====== DATA ENTRIES

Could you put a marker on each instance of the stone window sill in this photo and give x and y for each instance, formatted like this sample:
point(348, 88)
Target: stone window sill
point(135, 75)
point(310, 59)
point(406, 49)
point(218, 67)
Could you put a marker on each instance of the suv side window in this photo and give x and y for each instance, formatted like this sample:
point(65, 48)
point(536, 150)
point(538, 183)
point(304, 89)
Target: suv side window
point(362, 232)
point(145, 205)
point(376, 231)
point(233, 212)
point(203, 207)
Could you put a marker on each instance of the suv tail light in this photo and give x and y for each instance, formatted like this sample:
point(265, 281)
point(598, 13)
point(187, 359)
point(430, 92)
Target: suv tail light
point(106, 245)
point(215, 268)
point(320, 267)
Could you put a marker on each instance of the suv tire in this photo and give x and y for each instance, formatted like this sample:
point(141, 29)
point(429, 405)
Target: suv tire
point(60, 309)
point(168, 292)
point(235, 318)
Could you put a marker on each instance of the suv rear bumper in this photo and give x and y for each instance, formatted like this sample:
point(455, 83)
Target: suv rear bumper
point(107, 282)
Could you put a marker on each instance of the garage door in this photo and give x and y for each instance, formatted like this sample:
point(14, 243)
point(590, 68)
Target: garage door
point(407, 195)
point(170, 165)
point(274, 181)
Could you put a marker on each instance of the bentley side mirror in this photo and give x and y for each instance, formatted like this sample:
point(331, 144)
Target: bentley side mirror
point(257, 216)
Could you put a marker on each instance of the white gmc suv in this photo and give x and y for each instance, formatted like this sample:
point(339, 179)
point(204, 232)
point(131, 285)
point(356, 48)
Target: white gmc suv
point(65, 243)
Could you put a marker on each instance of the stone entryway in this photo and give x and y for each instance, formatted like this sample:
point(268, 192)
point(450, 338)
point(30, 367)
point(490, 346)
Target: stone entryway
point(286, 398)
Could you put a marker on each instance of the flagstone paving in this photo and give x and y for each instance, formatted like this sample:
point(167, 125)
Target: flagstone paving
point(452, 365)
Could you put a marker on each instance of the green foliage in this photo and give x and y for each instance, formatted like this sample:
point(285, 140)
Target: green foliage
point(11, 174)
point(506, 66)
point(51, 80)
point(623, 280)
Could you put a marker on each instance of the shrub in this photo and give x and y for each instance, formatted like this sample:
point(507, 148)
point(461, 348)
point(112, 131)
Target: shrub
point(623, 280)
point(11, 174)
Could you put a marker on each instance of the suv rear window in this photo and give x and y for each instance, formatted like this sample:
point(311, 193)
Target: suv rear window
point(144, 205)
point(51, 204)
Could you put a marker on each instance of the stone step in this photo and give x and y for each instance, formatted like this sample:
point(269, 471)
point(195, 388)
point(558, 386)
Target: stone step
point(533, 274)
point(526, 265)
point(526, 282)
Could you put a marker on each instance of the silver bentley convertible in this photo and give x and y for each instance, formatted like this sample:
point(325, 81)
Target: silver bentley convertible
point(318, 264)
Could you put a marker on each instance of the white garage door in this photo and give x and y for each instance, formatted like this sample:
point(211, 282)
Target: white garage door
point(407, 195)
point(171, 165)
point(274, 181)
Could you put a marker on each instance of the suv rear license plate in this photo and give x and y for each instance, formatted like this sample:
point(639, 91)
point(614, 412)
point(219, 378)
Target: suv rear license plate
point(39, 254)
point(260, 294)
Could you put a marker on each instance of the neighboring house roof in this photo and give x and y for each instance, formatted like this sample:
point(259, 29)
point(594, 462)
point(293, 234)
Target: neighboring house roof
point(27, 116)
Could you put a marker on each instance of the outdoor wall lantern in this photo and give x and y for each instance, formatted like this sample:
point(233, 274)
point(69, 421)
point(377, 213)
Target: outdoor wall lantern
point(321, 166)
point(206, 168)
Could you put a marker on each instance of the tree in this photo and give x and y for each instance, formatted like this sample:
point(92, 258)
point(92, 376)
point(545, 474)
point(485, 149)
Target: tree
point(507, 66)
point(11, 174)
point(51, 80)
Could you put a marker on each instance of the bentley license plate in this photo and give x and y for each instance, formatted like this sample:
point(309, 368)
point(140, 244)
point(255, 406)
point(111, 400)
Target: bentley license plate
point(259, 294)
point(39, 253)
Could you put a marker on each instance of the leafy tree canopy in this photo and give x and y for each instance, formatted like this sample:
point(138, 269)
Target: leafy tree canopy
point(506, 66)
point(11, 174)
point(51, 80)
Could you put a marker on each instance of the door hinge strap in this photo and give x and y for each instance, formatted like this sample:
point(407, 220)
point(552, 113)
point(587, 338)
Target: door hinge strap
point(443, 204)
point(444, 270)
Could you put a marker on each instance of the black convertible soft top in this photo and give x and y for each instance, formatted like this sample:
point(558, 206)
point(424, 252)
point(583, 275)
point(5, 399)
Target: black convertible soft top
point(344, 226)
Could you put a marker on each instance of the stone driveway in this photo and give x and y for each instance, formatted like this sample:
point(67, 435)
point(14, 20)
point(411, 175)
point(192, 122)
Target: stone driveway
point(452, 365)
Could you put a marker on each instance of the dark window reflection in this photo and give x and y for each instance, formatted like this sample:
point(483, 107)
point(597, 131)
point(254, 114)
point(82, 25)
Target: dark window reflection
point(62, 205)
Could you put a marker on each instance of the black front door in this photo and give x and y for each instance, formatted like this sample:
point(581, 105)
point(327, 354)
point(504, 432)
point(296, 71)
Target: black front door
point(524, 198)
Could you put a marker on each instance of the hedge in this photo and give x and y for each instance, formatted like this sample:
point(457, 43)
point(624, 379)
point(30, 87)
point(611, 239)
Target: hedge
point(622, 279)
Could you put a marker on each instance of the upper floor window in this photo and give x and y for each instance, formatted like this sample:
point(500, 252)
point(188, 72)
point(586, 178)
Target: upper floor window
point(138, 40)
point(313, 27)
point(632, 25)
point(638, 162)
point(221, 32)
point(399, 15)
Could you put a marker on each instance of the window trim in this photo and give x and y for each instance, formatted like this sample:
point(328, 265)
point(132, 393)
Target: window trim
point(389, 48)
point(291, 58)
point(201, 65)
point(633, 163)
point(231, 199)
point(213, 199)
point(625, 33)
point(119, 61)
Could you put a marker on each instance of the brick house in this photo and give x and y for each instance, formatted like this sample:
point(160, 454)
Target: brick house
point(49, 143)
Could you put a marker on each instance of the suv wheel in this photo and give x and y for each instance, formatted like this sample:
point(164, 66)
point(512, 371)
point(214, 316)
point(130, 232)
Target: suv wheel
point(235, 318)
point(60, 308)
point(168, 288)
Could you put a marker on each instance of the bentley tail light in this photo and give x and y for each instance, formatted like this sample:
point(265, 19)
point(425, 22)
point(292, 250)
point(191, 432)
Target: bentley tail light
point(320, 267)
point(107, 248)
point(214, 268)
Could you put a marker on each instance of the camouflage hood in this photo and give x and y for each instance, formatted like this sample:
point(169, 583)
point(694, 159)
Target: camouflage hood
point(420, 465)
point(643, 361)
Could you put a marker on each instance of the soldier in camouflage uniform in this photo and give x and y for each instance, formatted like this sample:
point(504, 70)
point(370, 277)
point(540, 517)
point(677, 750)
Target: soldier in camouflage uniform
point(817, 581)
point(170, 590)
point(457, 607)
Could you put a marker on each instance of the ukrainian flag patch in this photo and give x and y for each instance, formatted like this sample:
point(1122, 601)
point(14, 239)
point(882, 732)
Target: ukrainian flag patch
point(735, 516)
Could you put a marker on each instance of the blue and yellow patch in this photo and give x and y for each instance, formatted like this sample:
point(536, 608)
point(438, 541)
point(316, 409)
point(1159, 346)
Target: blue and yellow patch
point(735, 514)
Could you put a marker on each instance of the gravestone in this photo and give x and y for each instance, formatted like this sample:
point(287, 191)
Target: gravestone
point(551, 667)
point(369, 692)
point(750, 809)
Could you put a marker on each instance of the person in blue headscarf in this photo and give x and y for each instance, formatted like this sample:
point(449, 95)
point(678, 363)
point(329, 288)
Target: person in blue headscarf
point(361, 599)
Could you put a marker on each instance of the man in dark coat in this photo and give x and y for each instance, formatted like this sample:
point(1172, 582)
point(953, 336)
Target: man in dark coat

============

(WORK TO DO)
Rewrite the items starting at the line that contains "the white garage" and ending at the line that contains "point(260, 294)", both lines included, with their requests. Multiply every coordinate in the answers by 0.4 and round to whole numbers with halves going up, but leave the requests and their format samples unchanged.

(RESULT)
Could you put a marker on each instance of the white garage door in this photo and give x and y for each instance, formatted like this sample:
point(211, 282)
Target: white garage door
point(163, 78)
point(68, 66)
point(110, 72)
Could you put a marker on each instance of the suv rear license plate in this photo and give x and y for each instance, formatted like this sample:
point(639, 91)
point(614, 412)
point(219, 378)
Target: suv rear license plate
point(16, 102)
point(104, 118)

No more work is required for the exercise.